_Trecho para leitura_

================================

Voltando à labuta aqui no Blog depois dos festejos de Ano Novo, vamos retomar com um assunto da hora: a politização dos juízes.
Não se trata, claro, de algo novo. Desde que o tal de “neoconstitucionalismo” veio dar as caras por estas bandas, já se insinuava algo do gênero. Na sua vertente mais comum, essa exótica corrente doutrinária aparecia como assombração de vez em quando na forma de “ativismo”. Numa derivação completamente deturpada do fenômeno norte-americano, juízes em geral – e o STF, em particular – sentiam-se autorizados a reescrever o texto constitucional sempre que as normas legais não conduzissem ao resultado por eles desejados. Invariavelmente, o disfarce para esse voluntarismo dava-se através dos “princípios da Constituição”, seja lá o que os magistrados entendessem por isso.
Parece claro que, quando um juiz sai de seu casulo para tomar de assalto o lugar do legislador, haverá aí alguma forma de manifestação política. Afinal, para sobrepor a sua vontade à do Congresso ou à do próprio constituinte, o julgador deve antes fazer uma opção sobre qual seria “a melhor norma” para resolver determinado conflito. E aí, quando se abandonam critérios exclusivamente jurídicos para formular juízos de conveniência e oportunidade do que seria “o melhor” para determinado assunto, precipitamo-nos inescapavelmente numa decisão “política”.
Com algumas idas e vindas desde o final dos anos 90 até agora, esse tem sido o panorama da atuação do Poder Judiciário no Brasil. Nos últimos tempos, contudo, a coisa parece ter mudado de patamar. E para pior.
Desde quando Sérgio Moro resolveu abandonar a toga pra se tornar Ministro da Justiça de Jair Bolsonaro, alguma coisa mudou nos céus de Brasília (e não foram os aviões de carreira). Se antes ninguém discutia que o trabalho de um juiz era técnico e baseado na firme convicção que o magistrado tinha sobre as provas e sobre as leis, agora paira a dúvida se as decisões judiciais não são, de alguma forma, um modo de projeção midiática do magistrado com vistas a tentar uma carreira política.
Os colegas de Sérgio Moro, claro, não colaboram pra desfazer essa impressão. Marcelo Bretas, por exemplo, o juiz responsável pela Operação Lava-Jato no Rio de Janeiro, teve um encontro semi-secreto, sem razão aparente e sem agenda declarada, com um dos filhos do presidente eleito. Fora isso, Bretas não viu problema algum em tomar carona em um dos aviões da FAB, juntamente com o governador eleito do Rio, para assistir à posse de Bolsonaro. Se isso não fosse o bastante, o juiz carioca sentiu-se à vontade até para mandar indiretas pelo Twitter, tachando de “oportunistas” e “prematuras” as críticas ao presidente eleito.

================================

_Tarefa proposta_
Reescreva o trecho do texto sobre a politização dos juízes entre "Não se trata, claro, de" e "entendessem por isso.", inclusive, trocando "STF" por "Supremo Tribunal Federal".

_Dados fornecidos_
================================

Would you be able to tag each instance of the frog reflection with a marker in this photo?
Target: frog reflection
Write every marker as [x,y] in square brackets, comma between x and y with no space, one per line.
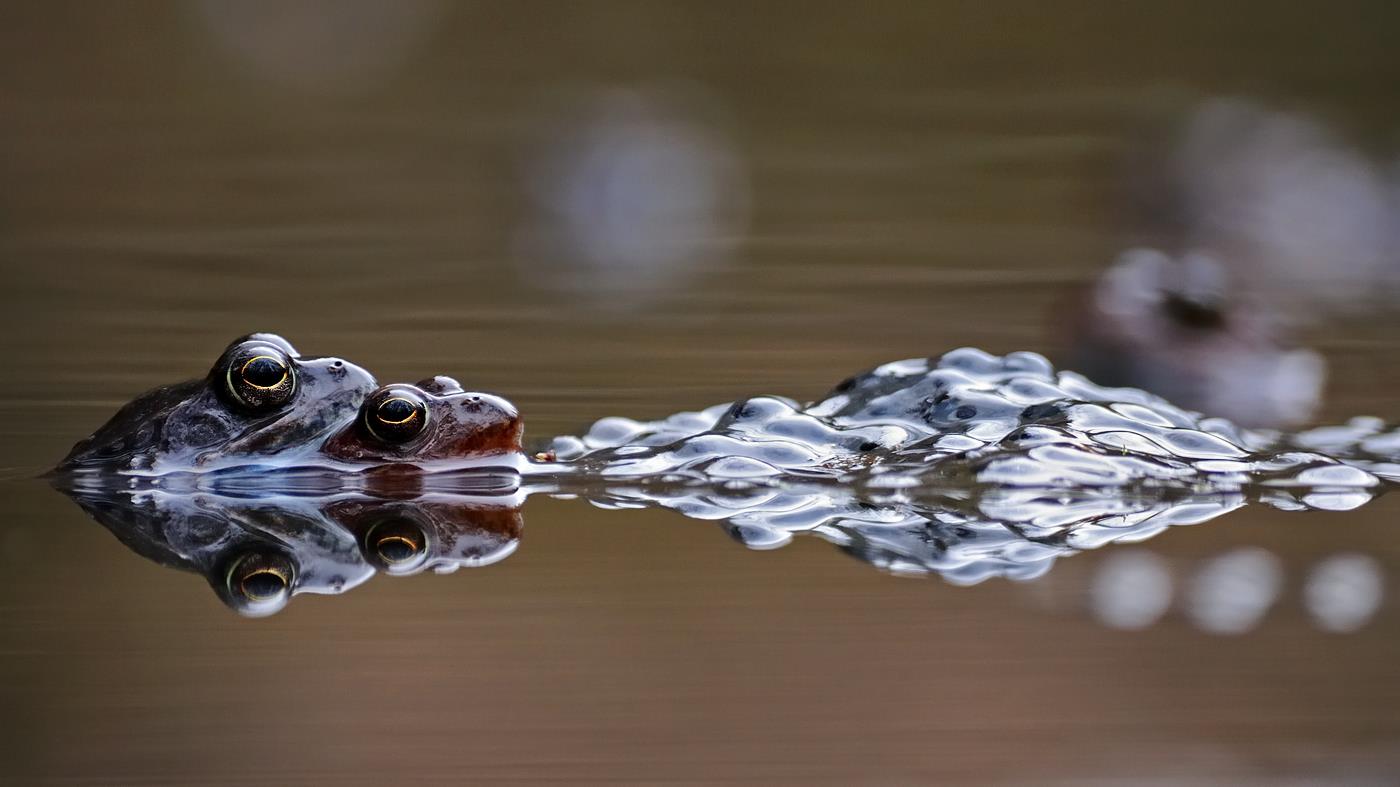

================================

_Resposta final_
Não se trata, claro, de algo novo. Desde que o tal de “neoconstitucionalismo” veio dar as caras por estas bandas, já se insinuava algo do gênero. Na sua vertente mais comum, essa exótica corrente doutrinária aparecia como assombração de vez em quando na forma de “ativismo”. Numa derivação completamente deturpada do fenômeno norte-americano, juízes em geral – e o Supremo Tribunal Federal, em particular – sentiam-se autorizados a reescrever o texto constitucional sempre que as normas legais não conduzissem ao resultado por eles desejados. Invariavelmente, o disfarce para esse voluntarismo dava-se através dos “princípios da Constituição”, seja lá o que os magistrados entendessem por isso.